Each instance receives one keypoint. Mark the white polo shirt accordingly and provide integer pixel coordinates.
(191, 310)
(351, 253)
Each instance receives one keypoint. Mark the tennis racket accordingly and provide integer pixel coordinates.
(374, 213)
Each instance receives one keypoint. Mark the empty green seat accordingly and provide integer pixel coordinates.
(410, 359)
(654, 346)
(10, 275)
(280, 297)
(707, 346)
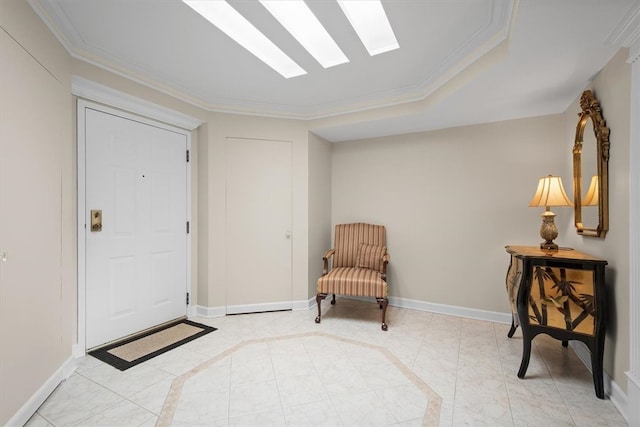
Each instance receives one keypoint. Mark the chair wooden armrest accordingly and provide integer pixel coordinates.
(325, 259)
(385, 260)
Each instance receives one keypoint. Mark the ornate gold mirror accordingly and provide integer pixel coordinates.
(590, 169)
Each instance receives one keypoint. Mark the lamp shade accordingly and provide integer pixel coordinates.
(550, 192)
(592, 197)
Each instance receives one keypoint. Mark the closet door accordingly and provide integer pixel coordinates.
(258, 225)
(30, 225)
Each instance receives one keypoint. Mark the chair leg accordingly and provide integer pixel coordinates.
(319, 298)
(383, 304)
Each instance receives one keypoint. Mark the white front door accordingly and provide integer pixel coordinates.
(258, 225)
(136, 262)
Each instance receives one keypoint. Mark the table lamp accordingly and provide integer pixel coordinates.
(550, 192)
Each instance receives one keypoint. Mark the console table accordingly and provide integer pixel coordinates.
(560, 293)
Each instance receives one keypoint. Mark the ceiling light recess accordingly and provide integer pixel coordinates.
(368, 19)
(236, 26)
(303, 25)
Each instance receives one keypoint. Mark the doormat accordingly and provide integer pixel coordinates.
(132, 351)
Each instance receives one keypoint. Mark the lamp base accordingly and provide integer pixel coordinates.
(548, 246)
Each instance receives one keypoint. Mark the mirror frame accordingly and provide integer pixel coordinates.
(591, 110)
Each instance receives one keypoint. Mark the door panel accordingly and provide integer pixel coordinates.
(136, 265)
(258, 225)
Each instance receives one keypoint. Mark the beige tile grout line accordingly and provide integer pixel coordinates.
(434, 401)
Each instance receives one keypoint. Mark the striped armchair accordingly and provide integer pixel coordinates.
(359, 266)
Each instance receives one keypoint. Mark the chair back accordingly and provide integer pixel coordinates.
(348, 238)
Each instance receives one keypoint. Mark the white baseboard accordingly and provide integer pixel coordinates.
(633, 395)
(30, 407)
(452, 310)
(209, 312)
(611, 389)
(78, 351)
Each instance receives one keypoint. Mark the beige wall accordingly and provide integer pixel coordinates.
(40, 273)
(612, 87)
(319, 206)
(451, 200)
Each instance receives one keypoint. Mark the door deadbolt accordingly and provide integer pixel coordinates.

**Work required**
Give back the material above exactly as it appears, minus any picture.

**Result for this exercise**
Each instance receives one keypoint. Mark the white polo shirt accordingly and provide integer pixel coordinates.
(191, 310)
(351, 253)
Each instance receives one keypoint. Mark the tennis racket accordingly and provide integer pixel coordinates.
(374, 213)
Each instance receives one keypoint. Mark the empty green seat accordingly and provide integer pixel coordinates.
(410, 359)
(654, 346)
(10, 275)
(280, 297)
(707, 346)
Each instance receives one keypoint. Mark the chair wooden armrest accordingly and provide integer pixel coordinates.
(325, 259)
(385, 260)
Each instance receives one keypoint. Mark the ornate gold mirror accordingly and provide integer pixel coordinates.
(590, 169)
Each instance receives one keypoint. Mark the lamp shade accordingly and provide integer pixel coordinates.
(550, 192)
(592, 197)
Each instance receives one keypoint. Mark the closet door accordingly and provide integer pixel coordinates.
(258, 225)
(30, 225)
Each instance receives one keypoint. Mark the chair leg accordingly and provide integer pixel coordinates.
(319, 298)
(383, 304)
Each instance receives one keypoint. Mark the white front door accordingly and provide integer pixel coordinates.
(258, 225)
(136, 262)
Each instance receives one keypoint. Mark the table lamp accordingly and provide integer pixel coordinates.
(550, 192)
Each instance receives one keypoint. Mark the console table accordingly and provide integer pixel coordinates.
(560, 293)
Each instance receives one keypoint. Mark the ceiling light recess accordingly and provide integer pixel coordinates.
(368, 19)
(236, 26)
(303, 25)
Each instance receives one keypoint. Mark the doormat accordingly and provide integer pixel coordinates.
(132, 351)
Each instance receives one keypoint. Mark the lamp base accordingly and provide integer pixel coordinates.
(548, 246)
Each instance receives one keypoint. Mark the mirror frame accordingly and provide integer pixel coordinates.
(591, 110)
Each instance receives one keypoint. Mark the door panel accordingly and provide integer pixel coordinates.
(136, 265)
(258, 225)
Each instance receives one keypoint. Mark the beige tile grout line accordingly and provide integer pixel coordinates.
(434, 401)
Each instance receives one keypoint. Mark the striped armchair accordingly and provide integer pixel coordinates.
(359, 266)
Each instance receives one keypoint. Mark the chair back accordingly and provide integer pixel coordinates.
(348, 238)
Each instance receives one keypoint. Mark the white baseboard accordingly and provide integer pixel coordinates.
(633, 395)
(30, 407)
(452, 310)
(209, 312)
(611, 389)
(78, 351)
Each instance receives one keypoint. Mark the beige wall accordingly and provide integer pixel coordinates.
(40, 273)
(612, 87)
(319, 206)
(451, 200)
Each instance receives one keypoint. Mark the door deadbolt accordingly and provide integer pixel coordinates.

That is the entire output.